▸ **YOUR OBJECTIVE**:
Below are some records. Count the lines with "white" in them and give nothing but the total.
+--
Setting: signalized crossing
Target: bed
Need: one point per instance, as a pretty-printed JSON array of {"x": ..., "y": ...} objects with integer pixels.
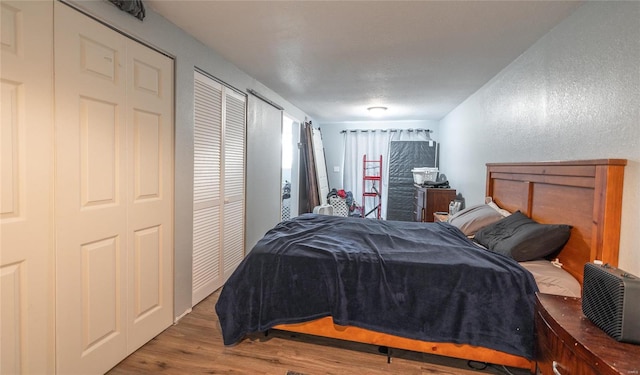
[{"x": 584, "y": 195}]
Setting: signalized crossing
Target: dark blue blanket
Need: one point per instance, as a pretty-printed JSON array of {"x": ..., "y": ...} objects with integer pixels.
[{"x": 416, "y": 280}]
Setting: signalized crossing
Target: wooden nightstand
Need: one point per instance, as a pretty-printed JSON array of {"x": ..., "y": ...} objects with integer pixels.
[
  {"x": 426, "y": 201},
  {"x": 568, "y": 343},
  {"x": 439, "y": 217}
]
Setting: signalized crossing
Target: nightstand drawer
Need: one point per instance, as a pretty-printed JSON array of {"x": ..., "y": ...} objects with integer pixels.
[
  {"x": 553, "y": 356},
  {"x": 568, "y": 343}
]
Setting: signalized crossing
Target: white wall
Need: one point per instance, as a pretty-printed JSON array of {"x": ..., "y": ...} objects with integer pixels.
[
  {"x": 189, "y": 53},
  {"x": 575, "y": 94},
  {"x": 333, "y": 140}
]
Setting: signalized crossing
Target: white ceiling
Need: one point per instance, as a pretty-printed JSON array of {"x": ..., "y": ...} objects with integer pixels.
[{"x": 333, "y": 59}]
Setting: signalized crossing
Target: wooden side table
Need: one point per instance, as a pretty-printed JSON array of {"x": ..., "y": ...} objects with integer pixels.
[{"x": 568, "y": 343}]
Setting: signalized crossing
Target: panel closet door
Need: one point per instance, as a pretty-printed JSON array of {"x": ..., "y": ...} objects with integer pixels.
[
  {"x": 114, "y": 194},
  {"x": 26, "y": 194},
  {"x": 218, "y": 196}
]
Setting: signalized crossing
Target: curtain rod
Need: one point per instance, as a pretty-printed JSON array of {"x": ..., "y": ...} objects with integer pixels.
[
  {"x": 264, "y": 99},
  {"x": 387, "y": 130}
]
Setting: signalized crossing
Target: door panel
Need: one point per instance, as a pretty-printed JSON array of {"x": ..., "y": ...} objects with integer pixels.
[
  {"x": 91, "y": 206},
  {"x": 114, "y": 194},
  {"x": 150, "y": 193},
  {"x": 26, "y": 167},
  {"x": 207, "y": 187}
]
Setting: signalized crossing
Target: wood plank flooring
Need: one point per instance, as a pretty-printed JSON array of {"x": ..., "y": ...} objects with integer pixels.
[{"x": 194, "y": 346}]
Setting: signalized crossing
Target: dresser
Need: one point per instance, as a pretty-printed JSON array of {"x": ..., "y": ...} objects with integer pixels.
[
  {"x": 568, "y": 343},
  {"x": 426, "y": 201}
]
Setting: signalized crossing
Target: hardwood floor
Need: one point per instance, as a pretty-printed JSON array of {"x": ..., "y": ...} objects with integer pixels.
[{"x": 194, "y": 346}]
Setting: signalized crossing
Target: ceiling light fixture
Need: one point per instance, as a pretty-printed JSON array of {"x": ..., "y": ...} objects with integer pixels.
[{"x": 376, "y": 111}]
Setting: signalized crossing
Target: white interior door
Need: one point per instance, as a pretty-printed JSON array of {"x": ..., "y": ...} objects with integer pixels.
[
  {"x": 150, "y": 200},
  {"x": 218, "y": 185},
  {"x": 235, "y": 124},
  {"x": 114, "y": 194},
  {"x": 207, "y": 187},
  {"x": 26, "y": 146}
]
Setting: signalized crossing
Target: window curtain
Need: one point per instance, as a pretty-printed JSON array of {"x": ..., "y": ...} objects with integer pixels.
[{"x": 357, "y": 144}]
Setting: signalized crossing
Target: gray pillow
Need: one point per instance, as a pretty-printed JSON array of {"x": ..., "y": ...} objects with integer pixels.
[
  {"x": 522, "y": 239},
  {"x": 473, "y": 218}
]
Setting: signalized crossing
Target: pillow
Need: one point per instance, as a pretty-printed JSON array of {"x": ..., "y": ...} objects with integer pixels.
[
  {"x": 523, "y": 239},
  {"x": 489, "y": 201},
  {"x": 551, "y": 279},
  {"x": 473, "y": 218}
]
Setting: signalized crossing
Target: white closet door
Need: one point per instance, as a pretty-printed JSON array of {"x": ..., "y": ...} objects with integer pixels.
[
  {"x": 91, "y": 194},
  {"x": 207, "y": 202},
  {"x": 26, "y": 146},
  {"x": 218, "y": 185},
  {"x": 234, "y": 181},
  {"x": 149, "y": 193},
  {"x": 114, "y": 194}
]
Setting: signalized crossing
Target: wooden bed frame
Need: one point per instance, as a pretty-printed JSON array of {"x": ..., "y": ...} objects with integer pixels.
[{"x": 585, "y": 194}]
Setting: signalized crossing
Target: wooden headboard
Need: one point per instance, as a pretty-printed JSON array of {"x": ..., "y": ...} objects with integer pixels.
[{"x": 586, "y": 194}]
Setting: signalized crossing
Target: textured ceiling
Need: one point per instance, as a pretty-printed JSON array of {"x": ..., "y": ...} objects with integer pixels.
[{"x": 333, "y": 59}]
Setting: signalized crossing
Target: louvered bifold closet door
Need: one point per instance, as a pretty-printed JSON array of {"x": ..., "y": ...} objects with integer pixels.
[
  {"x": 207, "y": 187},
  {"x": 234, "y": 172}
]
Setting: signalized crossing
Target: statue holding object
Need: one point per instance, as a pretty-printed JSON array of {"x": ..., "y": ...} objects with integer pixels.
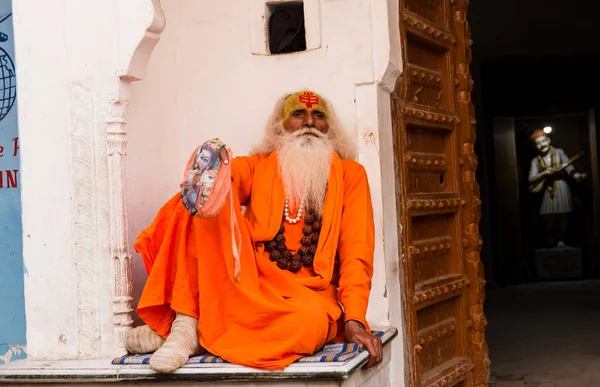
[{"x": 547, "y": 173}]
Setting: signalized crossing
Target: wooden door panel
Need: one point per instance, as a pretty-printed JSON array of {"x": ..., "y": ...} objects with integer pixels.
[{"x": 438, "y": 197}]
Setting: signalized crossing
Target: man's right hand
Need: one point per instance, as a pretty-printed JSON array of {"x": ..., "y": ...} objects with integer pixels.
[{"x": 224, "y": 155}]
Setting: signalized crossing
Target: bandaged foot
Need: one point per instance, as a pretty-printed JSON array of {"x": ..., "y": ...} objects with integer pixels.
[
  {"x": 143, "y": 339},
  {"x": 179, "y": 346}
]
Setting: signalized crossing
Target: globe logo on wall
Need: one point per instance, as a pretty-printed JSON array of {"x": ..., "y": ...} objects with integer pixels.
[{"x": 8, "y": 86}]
+--
▸ **RESULT OF THE EXERCISE**:
4